Выбранный текст =>
<<<<

Австрийский, чешский и немецкий гении в XX веке подарили миру конституционные суды, которые откровенно не вписываются в классическую теорию трех ветвей власти, сформулированную Монтескье, но которые в большинстве случаев оказались эффективным предохранителем от рецидивов «диктатуры большинства» в поставторитарних странах. Теперь отдельные органы конституционной юрисдикции существуют в более чем полсотни стран.
К чему все эти исторические примеры? Они иллюстрируют, что в конституционализме (как и во многих других сферах человеческой жизни) «так никто не делал» не означает, что «так делать нельзя». С другой стороны, «так кто-то сделал — и это сработало» не означает, что американская, немецкая, французская, британская, швейцарская либо какая-то другая конституционная модель или их отдельные элементы обязательно «сработают» в конкретно исторических условиях современной Украины. Лучшие конституции, как и лучшие костюмы, всегда «tailor-made», то есть индивидуального кроя и индивидуального пошива.
В то же время «Tailor-made constitution» в любом случае не значит, что нужно отбросить все наработки человеческой мысли и опыт других наций в сфере конституционного построения и заново выдумывать велосипед. Наоборот, эти знания и опыт следует изучать и адаптировать к местным реалиям. Но необходимо идти дальше: конституция — не Святое Письмо, в котором нельзя изменять ни одной йоты, — это проект построения нашего общего дома, который по определению подлежит индивидуализации и совершенствованию, более того — в котором должно быть место для инноваций.
Сингапур, вероятно, самый успешный государственный проект после Второй мировой войны, который на протяжении неполного полвека, минувшего сот времени принятия основного закона этого островного города-государства, менял свою конституцию 46 раз. Южная Корея, другая азиатская страна, которая после Второй мировой войны смогла преодолеть путь из третьего мира в первый, за 65 лет меняла свою конституцию девять раз, причем пять из них — фактически переписывала основной закон заново, после чего начинался отсчет очередной республики (теперь корейцы живут в шестой). Бразилия, которая за последние два десятилетия стала лидером южноамериканского континента и седьмой экономикой в мире (по размеру номинального ВВП и паритета покупательной способности), приняла свою новую конституцию в 1988 году, вскоре после завершения 20-летнего правление хунты. С тех пор страна меняла свой основной закон 70(!) раз.

>>>>

Извлечённые записи =>

<<<<

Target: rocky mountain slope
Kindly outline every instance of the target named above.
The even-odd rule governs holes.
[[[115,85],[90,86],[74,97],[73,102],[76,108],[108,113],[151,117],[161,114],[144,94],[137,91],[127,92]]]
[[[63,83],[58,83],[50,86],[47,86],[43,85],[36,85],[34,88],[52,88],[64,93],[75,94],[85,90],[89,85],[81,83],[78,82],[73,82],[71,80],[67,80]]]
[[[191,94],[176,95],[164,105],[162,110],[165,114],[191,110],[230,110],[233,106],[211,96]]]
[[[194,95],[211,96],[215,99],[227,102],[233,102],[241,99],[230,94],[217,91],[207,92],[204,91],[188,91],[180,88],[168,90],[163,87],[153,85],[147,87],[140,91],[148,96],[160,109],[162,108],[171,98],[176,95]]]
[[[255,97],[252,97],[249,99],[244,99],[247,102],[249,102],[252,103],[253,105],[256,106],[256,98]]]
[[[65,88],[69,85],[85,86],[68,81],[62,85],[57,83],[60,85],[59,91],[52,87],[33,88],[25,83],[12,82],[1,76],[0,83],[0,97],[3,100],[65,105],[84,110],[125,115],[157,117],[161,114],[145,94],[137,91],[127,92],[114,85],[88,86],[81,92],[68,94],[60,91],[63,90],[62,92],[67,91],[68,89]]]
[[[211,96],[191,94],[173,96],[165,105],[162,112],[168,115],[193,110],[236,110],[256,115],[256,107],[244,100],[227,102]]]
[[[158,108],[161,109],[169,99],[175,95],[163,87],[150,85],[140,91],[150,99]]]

>>>>

Что сделать =>
(1) Выведите без единого изменения все записи с целевым объектом и координатами контуров, от первой строки до последней.
(2) Продолжите текст о конституциях, начиная сразу после его последнего предложения.

Ответы к заданиям =>
(1)
Target: rocky mountain slope
Kindly outline every instance of the target named above.
The even-odd rule governs holes.
[[[115,85],[90,86],[74,97],[73,102],[76,108],[108,113],[151,117],[161,114],[144,94],[137,91],[127,92]]]
[[[63,83],[58,83],[50,86],[47,86],[43,85],[36,85],[34,88],[52,88],[64,93],[75,94],[85,90],[89,85],[81,83],[78,82],[73,82],[71,80],[67,80]]]
[[[191,94],[176,95],[164,105],[162,110],[165,114],[191,110],[230,110],[233,106],[211,96]]]
[[[194,95],[211,96],[215,99],[227,102],[233,102],[241,99],[230,94],[217,91],[207,92],[204,91],[188,91],[180,88],[168,90],[163,87],[153,85],[147,87],[140,91],[148,96],[160,109],[162,108],[171,98],[176,95]]]
[[[255,97],[252,97],[249,99],[244,99],[247,102],[249,102],[252,103],[253,105],[256,106],[256,98]]]
[[[65,88],[69,85],[85,86],[68,81],[62,85],[57,83],[60,85],[59,91],[52,87],[33,88],[25,83],[12,82],[1,76],[0,83],[0,97],[3,100],[65,105],[84,110],[125,115],[157,117],[161,114],[145,94],[137,91],[127,92],[114,85],[88,86],[81,92],[68,94],[60,91],[63,90],[62,92],[67,91],[68,89]]]
[[[211,96],[191,94],[173,96],[165,105],[162,112],[168,115],[193,110],[236,110],[256,115],[256,107],[244,100],[227,102]]]
[[[158,108],[161,109],[169,99],[175,95],[163,87],[150,85],[140,91],[150,99]]]

(2)
И Украине следует экспериментировать, не нужно бояться ошибок и инноваций! Как и в 1996-ом, мы еще не в курсе, какая конституционная модель окажется эффективной в нашем государстве, но в отличие от середины 90-х мы уже наверняка знаем, что в украинских условиях конституционный суд легко превратить в послушный инструмент нелегитимного корректирования воли парламента; что полупрезидентская модель означает концентрацию реальной власти в одних руках, а ответственности — в других; что парламентская форма правления в Украине — прямой путь к политической коррупции и беспорядку; что право действующего президента баллотироваться на должность главы государства во второй раз превращает его первую каденцию в перманентную предвыборную кампанию (сначала — концентрация власти и ресурсов, потом — предвыборный социальный популизм); что сильные и независимые суды в украинских условиях легко превращаются в коррумпированную и безответственную юстицию... Мы уже многое прочувствовали на собственном опыте из того, о чем не знают или о чем успели забыть успешные западные демократии. Следовательно, вероятность очередной конституционной ошибки сегодня меньше, чем была 10—15 лет тому назад.
Впрочем, есть одно существенное предостережение к праву на эксперимент. Нельзя экспериментировать с махинаторами. Потому что такие эксперименты, по определению, обречены на провал. Органы власти и политические партии, чья общественная поддержка стабильно измеряется отрицательными числами (см. социологические опросы Центра Разумкова за последнее десятилетие), априори не в состоянии написать основной закон не под выборы, не под себя, не под свою политическую силу, а «под Украину». Очень уж интересы не совпадают...
Точно так же вряд ли следует ожидать от нынешней верхушки власти (напомню, что Конституционная Ассамблея теперь имеет статус совещательного органа при Президенте Украины) конституционного эксперимента, целью которого было бы создать максимально эффективный механизм власти в Украине и надежно оградить страну от узурпации этой власти. Что бы не конструировали за закрытыми дверями члены Конституционной ассамблеи, на выходе мы можем опять получить проект, призванный обеспечить действующему президенту длинное и максимально беззаботное пребывание на политическом олимпе.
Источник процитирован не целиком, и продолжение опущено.